>>>

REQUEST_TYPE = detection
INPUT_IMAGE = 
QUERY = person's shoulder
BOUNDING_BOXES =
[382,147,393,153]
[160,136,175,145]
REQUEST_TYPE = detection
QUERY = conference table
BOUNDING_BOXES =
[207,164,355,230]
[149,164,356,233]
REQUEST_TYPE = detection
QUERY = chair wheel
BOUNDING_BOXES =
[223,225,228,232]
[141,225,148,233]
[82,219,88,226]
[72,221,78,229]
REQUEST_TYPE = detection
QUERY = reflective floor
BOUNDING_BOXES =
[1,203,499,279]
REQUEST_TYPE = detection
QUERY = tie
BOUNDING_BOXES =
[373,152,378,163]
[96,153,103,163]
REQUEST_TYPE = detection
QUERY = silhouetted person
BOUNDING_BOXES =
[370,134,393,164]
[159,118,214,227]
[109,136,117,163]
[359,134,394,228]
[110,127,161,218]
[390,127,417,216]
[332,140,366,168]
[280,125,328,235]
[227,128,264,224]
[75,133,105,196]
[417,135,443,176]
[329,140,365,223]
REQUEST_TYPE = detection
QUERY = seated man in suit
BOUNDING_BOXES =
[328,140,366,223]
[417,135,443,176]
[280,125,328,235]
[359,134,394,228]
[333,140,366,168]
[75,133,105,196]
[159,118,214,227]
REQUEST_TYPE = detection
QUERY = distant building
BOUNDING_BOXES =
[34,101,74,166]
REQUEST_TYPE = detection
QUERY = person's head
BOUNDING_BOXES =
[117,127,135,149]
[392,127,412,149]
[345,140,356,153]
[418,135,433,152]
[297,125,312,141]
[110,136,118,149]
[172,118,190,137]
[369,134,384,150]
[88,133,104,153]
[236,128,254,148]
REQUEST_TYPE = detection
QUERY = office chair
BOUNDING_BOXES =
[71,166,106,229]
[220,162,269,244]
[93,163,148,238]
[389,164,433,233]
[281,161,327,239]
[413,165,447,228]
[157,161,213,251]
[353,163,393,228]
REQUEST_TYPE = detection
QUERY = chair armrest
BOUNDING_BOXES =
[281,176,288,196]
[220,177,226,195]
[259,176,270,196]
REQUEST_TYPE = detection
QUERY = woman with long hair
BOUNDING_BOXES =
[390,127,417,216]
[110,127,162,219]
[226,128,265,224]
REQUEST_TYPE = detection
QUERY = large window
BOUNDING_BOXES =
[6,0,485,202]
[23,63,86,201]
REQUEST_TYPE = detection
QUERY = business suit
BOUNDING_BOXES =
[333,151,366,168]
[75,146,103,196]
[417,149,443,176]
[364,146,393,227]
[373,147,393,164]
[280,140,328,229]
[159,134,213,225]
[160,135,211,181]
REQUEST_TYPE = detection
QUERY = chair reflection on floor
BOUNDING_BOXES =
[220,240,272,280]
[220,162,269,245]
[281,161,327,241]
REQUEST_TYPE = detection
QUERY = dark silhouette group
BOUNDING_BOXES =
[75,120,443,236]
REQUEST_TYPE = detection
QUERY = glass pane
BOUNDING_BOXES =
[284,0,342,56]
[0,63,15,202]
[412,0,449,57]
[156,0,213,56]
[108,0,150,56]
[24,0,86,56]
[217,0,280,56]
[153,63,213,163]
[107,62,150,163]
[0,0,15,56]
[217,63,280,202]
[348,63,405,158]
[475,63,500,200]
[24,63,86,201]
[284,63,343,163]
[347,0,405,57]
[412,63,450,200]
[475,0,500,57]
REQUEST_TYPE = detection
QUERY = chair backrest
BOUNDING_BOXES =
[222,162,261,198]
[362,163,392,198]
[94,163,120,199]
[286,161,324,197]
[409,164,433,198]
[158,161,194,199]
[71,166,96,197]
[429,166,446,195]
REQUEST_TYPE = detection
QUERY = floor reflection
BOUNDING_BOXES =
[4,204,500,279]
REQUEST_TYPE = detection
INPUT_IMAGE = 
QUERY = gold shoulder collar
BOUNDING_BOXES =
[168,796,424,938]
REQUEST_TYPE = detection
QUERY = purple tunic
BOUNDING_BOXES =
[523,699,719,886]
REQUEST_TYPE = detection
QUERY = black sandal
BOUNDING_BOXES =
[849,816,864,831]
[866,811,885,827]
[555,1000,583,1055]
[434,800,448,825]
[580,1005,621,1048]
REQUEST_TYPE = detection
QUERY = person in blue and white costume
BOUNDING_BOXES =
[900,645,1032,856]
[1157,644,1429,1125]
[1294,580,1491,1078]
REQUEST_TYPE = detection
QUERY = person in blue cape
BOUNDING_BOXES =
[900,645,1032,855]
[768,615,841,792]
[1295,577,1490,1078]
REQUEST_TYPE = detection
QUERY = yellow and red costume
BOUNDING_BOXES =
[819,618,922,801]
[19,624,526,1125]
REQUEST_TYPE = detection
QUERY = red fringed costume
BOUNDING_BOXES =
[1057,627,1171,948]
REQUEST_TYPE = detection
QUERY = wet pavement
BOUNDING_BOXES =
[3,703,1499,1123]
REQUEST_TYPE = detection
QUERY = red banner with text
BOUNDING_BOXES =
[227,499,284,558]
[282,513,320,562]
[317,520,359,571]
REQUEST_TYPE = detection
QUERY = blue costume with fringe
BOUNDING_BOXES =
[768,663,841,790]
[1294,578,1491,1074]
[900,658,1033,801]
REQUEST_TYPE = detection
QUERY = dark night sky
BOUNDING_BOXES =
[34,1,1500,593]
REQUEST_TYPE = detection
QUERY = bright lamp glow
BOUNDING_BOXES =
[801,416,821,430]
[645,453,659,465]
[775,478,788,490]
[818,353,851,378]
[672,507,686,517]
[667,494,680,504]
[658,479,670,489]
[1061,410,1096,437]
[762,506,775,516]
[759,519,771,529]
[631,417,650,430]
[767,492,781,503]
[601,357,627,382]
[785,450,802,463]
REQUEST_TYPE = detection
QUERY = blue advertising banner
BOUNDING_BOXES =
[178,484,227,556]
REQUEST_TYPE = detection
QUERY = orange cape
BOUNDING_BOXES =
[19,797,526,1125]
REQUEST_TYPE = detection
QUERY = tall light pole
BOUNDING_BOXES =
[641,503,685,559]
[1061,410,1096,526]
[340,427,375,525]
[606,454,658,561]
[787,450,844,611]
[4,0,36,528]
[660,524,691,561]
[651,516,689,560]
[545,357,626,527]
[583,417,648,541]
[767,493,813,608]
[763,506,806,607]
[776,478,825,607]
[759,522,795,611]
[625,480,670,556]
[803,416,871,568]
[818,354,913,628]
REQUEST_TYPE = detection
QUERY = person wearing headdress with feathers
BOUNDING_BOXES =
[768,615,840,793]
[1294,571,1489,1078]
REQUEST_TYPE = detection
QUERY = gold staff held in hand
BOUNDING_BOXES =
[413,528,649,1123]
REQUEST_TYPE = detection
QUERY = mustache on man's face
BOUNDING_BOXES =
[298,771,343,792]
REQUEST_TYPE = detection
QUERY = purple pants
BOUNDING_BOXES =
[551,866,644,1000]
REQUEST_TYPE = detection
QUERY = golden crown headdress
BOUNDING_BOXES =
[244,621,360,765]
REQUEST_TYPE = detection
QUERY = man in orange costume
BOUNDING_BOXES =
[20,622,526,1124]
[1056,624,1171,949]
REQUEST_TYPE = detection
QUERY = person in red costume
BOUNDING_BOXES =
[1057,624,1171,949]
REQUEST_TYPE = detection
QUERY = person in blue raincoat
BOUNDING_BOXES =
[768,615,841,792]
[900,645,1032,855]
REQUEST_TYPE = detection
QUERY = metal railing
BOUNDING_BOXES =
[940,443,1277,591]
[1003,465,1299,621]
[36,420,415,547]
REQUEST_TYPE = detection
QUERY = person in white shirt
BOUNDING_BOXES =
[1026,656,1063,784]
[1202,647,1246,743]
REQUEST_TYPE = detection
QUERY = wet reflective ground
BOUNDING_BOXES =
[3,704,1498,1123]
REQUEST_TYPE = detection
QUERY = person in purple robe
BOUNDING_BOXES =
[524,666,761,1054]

<<<

§ **Aim of the exercise**
Count the lines of the listing above that include the word "banner" and report the number by itself.

§ **Completed exercise**
2